● **Exercice 1**:
D'après le texte sur le « making-of » de Seven Days, pourquoi les BD issues de l'album de Scott DaRos, BleuBird et Shibitt concordent-elles si puissamment ?

Je dois avouer que les plus beaux accomplissements de mon existence tombent souvent sous la rubrique des : “Seemed like a good idea at the time”. Des sauts de logique que j’ai fait pour des raisons qui m’échappent même plusieurs années suivant la dite décision. Vous seriez épatés (je sais que moi je le suis) par le nombre de fois que je m’assois à tenter de comprendre comment je me suis retrouvé où je suis. Comme du somnambulisme existentiel il m’arrive souvent de me réveiller sans me rappeler comment je me suis rendu à ce point dans ma vie.
Il existe plusieurs exemples de miracles biographiques qui tombent sous cette rubrique, notamment celle que j’entame ici : Une confession créative, mais comment me suis-je retrouvé à écrire un « making-of » pour un livre?
Je suis pleinement conscient que le « making of » ci-présent n’est pas nécessaire, peut-être même pas désiré, mais le projet qu’est « Seven days et Six Nights » (le nom que je lui donne) m’a amené à parler de moi et de mon monde d’une manière qui m’aurait jadis rempli d’inconfort. Je me rappelle d’une époque où j’étais incapable de figurer dans le centre d’une conversation, un inconfort qui perdure encore à ce jour. Mais il semble que de parler de ce que j’ai fait m’empêche de parler de moi-même, d’user de ce projet comme méta-récit de mon existence et c’est en fait ce que Seven Days était. Une manière d’aborder ma vie, hors contrôle à l’époque, d’une manière externe à la logique, à la cohérence. Si les BD qui émergent de l’album de Scott DaRos, BleuBird et Shibitt concordent si puissamment, c’est sans doute car ces 7 pistes m’ont servi d’ancre à la réalité. Comme un arcane de Tarot ou une cérémonie de I-Ching, c’est en me plongeant dans l’album que je suis arrivé à m’en servir comme miroir et donc à comprendre des parties de moi qui me composaient. De la musique au texte, j’ai vu l’opportunité de revoir ma vie en entier, ensuite, les artistes ont mis les phrases en images. C’est donc leur vision qui à rendu le tout si magnifique. Leur perspective, leur personnalité, leur talent, qui à fait de cette confession d’un homme devant un album, un projet si magnifique et merveilleux. Scott, Jacques, Masa, James, Julien, Masaki, Satoshi, Simon, Martin et Jeik. Chaque strip qu’ils ont illustré m’est apparu comme une grande surprise, un grand choc de voir mes paroles réinterprétés d’une manière à les rendre plus belles que ce que j’avais originellement prévu. Cette coopération, que dis-je, cette fusion entre deux imaginaires m’apparaît encore plus comme un signe de la suprématie artistique de l’art bédéesque. Le fait qu’une idée passe à travers deux imaginaires avant de se manifester fait, pour moi, les plus belles circonstances de création. Je m’agenouille devant eux car pour moi ce sont eux les vrais artistes, je ne suis que le miroir défigurant d’une œuvre si puissante qu’elle m’a fait repenser ma vie en entier.

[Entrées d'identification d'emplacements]
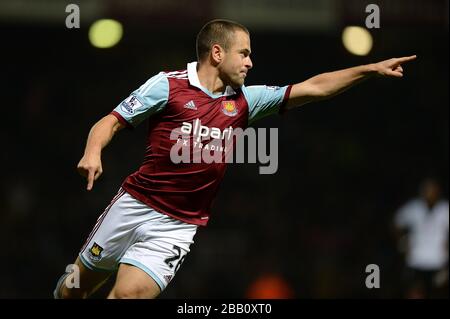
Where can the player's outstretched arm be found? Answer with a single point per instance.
(329, 84)
(90, 165)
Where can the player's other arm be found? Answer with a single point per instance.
(329, 84)
(90, 165)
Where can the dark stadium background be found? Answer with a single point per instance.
(345, 165)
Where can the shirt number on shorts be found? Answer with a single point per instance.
(176, 260)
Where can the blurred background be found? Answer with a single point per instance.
(346, 165)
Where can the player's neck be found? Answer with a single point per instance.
(209, 78)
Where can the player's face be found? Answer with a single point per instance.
(237, 60)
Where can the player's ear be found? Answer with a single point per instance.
(217, 53)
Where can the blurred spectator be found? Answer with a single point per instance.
(269, 286)
(422, 232)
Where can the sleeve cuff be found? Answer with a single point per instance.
(121, 119)
(285, 99)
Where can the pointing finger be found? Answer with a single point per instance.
(406, 59)
(90, 179)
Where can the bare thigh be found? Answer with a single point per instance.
(133, 283)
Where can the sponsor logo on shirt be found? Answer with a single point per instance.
(190, 105)
(229, 108)
(96, 252)
(130, 104)
(202, 132)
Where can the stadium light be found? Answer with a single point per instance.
(105, 33)
(357, 40)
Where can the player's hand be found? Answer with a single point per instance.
(90, 167)
(393, 67)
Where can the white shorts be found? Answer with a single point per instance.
(131, 232)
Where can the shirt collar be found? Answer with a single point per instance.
(193, 80)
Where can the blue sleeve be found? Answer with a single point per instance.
(149, 99)
(264, 100)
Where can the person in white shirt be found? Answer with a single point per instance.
(423, 227)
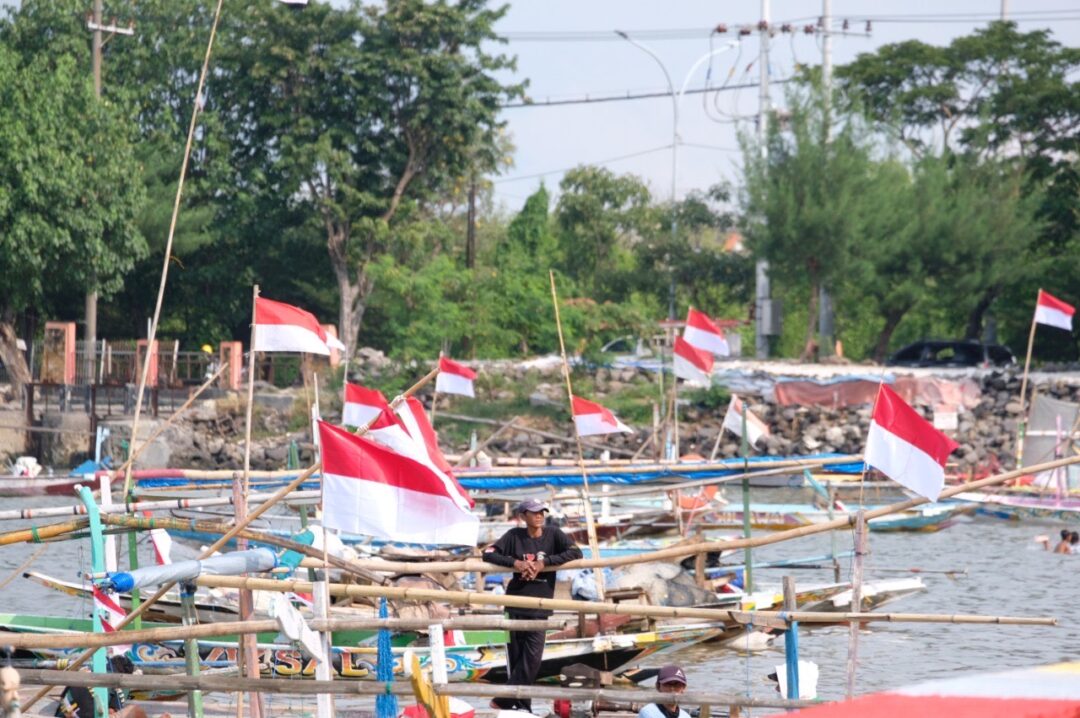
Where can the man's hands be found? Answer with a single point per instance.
(529, 570)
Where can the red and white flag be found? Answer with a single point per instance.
(454, 378)
(413, 416)
(732, 421)
(281, 327)
(905, 447)
(373, 489)
(362, 405)
(1053, 311)
(694, 365)
(592, 419)
(702, 333)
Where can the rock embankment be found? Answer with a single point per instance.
(211, 436)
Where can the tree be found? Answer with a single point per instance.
(354, 113)
(69, 190)
(598, 216)
(805, 198)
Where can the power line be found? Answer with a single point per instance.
(607, 161)
(630, 96)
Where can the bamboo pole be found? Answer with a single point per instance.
(586, 498)
(710, 546)
(212, 683)
(794, 465)
(538, 432)
(67, 640)
(770, 619)
(137, 612)
(138, 506)
(196, 109)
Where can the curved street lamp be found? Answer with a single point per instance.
(676, 102)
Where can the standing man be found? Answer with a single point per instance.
(528, 551)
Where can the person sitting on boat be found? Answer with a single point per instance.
(528, 551)
(671, 679)
(78, 702)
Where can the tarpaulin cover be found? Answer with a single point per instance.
(515, 478)
(836, 393)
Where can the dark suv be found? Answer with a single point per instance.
(931, 353)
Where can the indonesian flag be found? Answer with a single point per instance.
(372, 489)
(592, 419)
(691, 364)
(702, 333)
(1053, 311)
(415, 419)
(454, 378)
(905, 447)
(111, 614)
(732, 421)
(362, 405)
(162, 544)
(281, 327)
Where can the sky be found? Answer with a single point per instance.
(569, 50)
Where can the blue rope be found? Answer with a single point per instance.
(386, 704)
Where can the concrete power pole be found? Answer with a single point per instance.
(91, 303)
(825, 325)
(761, 303)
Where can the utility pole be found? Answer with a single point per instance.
(761, 268)
(825, 325)
(91, 299)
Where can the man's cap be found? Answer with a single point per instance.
(530, 504)
(671, 674)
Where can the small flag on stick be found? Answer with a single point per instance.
(905, 447)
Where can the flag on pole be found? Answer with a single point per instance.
(592, 419)
(372, 489)
(702, 333)
(454, 378)
(905, 447)
(362, 405)
(732, 421)
(1054, 312)
(281, 327)
(694, 365)
(415, 419)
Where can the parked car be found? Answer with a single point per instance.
(936, 353)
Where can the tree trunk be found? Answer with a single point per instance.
(891, 322)
(13, 359)
(810, 350)
(974, 329)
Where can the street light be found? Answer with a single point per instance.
(676, 100)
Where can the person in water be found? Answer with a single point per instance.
(671, 679)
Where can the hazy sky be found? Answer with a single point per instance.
(550, 139)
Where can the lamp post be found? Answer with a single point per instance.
(676, 100)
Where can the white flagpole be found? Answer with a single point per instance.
(1023, 394)
(586, 498)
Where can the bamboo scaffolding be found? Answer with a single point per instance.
(138, 506)
(53, 640)
(538, 432)
(770, 619)
(212, 683)
(138, 611)
(712, 546)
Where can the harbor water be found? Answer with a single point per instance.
(1007, 573)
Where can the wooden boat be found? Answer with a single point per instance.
(1015, 505)
(166, 609)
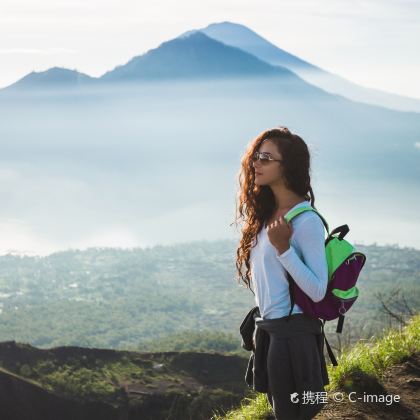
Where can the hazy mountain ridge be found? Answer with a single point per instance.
(112, 298)
(244, 38)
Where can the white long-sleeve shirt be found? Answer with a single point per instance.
(305, 260)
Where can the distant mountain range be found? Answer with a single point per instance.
(220, 50)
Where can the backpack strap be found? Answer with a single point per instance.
(329, 350)
(289, 216)
(291, 294)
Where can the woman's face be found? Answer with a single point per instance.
(268, 172)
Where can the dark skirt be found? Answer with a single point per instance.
(295, 365)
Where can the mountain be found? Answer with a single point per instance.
(53, 78)
(240, 36)
(72, 382)
(194, 55)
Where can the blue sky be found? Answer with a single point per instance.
(370, 42)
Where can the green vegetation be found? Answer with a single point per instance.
(374, 357)
(139, 299)
(369, 358)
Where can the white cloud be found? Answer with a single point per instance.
(47, 51)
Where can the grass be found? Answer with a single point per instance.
(371, 358)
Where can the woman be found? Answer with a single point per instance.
(275, 179)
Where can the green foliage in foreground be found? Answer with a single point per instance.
(372, 358)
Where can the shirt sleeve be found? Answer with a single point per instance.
(311, 274)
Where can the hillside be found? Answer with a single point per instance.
(388, 366)
(88, 383)
(135, 298)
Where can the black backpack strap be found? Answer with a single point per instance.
(292, 296)
(340, 324)
(329, 350)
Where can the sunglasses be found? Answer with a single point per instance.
(264, 157)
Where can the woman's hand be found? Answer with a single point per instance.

● **Exercice 2**:
Relevez chaque ligne de la liste qui contient le mot « hazy ».

● **Solution rédigée 1**:
Elles concordent si puissamment sans doute parce que les sept pistes de l'album ont servi d'ancre à la réalité pour le narrateur, à une époque où sa vie était hors de contrôle.

● **Solution rédigée 2**:
Where can the hazy sky be found? Answer with a single point per instance.
Where can the hazy mountain ridge be found? Answer with a single point per instance.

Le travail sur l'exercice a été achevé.